═══ Provided data ═══
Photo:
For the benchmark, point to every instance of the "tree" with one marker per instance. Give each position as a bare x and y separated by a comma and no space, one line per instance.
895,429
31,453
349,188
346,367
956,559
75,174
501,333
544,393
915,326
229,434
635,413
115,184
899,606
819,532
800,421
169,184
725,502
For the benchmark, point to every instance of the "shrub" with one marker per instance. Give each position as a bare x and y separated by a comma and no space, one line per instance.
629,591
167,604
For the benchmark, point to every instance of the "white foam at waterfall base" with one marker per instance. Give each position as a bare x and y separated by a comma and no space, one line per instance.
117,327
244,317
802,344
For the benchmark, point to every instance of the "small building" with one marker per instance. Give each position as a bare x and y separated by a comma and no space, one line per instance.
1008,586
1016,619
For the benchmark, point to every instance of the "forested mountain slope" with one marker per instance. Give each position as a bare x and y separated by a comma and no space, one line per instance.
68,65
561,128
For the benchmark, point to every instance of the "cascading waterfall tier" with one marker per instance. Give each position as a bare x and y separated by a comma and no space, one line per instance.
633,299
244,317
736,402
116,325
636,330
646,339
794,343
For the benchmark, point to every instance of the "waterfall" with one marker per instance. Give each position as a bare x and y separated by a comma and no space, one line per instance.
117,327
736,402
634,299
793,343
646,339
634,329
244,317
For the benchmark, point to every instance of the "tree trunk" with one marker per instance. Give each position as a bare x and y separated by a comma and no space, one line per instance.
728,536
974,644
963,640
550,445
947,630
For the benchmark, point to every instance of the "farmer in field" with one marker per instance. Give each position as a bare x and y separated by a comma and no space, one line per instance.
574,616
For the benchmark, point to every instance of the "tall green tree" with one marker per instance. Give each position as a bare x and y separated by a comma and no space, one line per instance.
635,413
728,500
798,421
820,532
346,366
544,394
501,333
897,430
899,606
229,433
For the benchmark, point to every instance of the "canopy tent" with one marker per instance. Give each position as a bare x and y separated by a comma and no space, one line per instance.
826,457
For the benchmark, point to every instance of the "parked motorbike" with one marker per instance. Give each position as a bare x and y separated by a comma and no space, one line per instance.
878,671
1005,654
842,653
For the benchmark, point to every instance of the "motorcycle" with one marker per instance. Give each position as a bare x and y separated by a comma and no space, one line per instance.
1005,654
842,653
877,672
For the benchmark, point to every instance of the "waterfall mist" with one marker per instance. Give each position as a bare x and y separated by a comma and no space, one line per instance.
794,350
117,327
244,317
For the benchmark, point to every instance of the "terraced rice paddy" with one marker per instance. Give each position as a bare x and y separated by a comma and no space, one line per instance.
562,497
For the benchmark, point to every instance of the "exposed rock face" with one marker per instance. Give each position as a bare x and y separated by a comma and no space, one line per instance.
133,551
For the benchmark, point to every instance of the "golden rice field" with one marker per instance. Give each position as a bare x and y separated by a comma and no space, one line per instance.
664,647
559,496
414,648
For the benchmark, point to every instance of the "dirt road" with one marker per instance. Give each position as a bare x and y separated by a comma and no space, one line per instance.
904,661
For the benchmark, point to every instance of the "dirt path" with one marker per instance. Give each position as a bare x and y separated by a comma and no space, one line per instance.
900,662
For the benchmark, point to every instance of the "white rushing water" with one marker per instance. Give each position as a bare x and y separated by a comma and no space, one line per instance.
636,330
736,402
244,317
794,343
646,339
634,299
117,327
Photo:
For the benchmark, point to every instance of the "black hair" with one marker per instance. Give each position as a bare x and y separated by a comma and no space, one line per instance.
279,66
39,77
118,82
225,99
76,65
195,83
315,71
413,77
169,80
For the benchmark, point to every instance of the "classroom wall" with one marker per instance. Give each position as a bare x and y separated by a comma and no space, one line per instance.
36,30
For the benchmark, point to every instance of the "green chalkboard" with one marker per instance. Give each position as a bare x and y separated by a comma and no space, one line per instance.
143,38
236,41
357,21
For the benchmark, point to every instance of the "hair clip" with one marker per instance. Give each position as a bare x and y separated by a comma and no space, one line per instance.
═══
Work to complete —
All of the records must be repeated exactly.

Solution for this problem —
Photo:
For the benchmark, point to every instance of the "tree" with one marker per instance. Give each position as a bare x and y separated by a comma and no space, one line per instance.
895,429
31,453
349,188
346,367
956,559
75,174
501,333
544,393
915,326
229,434
635,413
115,184
899,606
819,532
800,421
169,184
725,502
For the benchmark, point to every instance of the "shrub" with one marker per instance. Give each position as a bare x and y separated by a comma and no space, one line per instance.
629,591
167,604
For the benchmark, point to every instance of the "white foam at waterfall base" with one marker per instance. Give each position as a bare x and y separated by a comma and no space, one line per instance.
117,327
244,317
802,344
For the benchmark, point to every instance of the "small building" with one marker per instance. Give each position as a bare x and y separated by a comma and no space, one line per instance.
1008,586
1016,619
For the benchmark, point to every instance of the "forested mountain slope" with one marker per instance. Give each position as a bare x and y separated by a comma and no space, one line per instance.
68,65
561,128
For the benchmark, point to every instance of the "cascading waterfall tier" with one marker per instance. Give each position as a bare x and y separated by a comma and no space, one line per instance.
633,299
244,317
736,402
116,325
636,330
646,339
794,343
For the benchmark, point to every instance of the "waterfall" with one marker per instance. Give each position as a bare x and y separated by a comma and no space, one line per instance.
117,327
736,402
634,299
793,343
646,339
634,329
244,317
For the benchmark, point to every instance of the "tree trunk" with one marker per instance. Give each position as a bare x and y separated by a comma and no space, one line per instance.
728,536
974,644
963,640
550,445
947,630
For the benchmark, point to every instance of the "farmer in field" with one marker per instance. Give each position as a bare x and y separated by a comma and no space, one line per instance.
574,616
For the benchmark, point to every instance of the "tall green tree" with one marker per instance. Give each position as a bare x and y separated by a comma and no space, one line per instance.
635,413
728,500
798,421
820,532
346,366
544,394
501,333
897,430
899,606
229,433
For the benchmark, point to every instance of the "canopy tent" with one marker per instance. Give each position as a bare x and y separated by a comma and no space, one line per instance.
826,457
For the benchmark, point to every instance of the "parked motorbike" with one marker per instance. Give each position as a bare x and y separated by a comma and no space, one line per instance.
878,671
1005,654
842,653
For the benchmark, point to every instance of the "motorcycle" with one marker per instance. Give each position as a bare x and y separated by a comma and no space, one line per instance.
1005,654
842,653
877,672
For the benchmark, point to every instance of the "waterfall mist" with one marker per instance. Give each position as a bare x and y separated by a comma and no space, one line per instance.
794,350
117,327
244,317
For the benchmark, point to every instance of the "terraced rice paddy" with one marker per instance. Give each position as a bare x and y separated by a comma and no space, one line per instance.
562,497
For the benchmark, point to every instance of the "exposed rock face" with one marker per instance. Give each position as a bare x and y separated by a comma and no space, one line per instance.
133,551
For the benchmark, point to every instance of the "golden rice field" with one marker per instance. Give each position as a bare x and y separated by a comma and no space, one line per instance.
664,647
559,496
414,648
For the benchmark, point to every instance of the "dirt road" with one marker per instance. Give each position as a bare x and y separated by a comma and no space, one line per instance.
904,661
For the benchmark, point to every instance of the "dirt path" with one marker per instance. Give each position as a bare x and y separated by a comma and no space, one line per instance.
900,662
For the benchmark, point to every instance of the "white rushing water" with one marker per instance. Give each position as a bare x and y separated by a comma and no space, one line per instance.
636,330
736,402
244,317
794,343
646,339
634,299
117,327
Photo:
For the benchmark, point to every instance of the "black hair" with one marker per instance. Give each position as a bare x and y separated by a comma and no space, one line per instance.
279,66
39,77
118,82
225,99
76,65
195,83
315,71
413,77
169,80
For the benchmark, point to every instance of the "classroom wall" with one marker per instance. Give each position as a bare x and y separated by a comma and no space, one line per instance.
36,30
For the benchmark, point to every instance of the "green chalkboard" with one marker per instance. Give each position as a bare x and y separated by a comma and no space, one line per instance.
143,38
236,41
357,21
For the benchmark, point to every instance of the "hair clip" with one marker per instance. Give each position as a bare x and y separated by a comma and no space, one line per instance.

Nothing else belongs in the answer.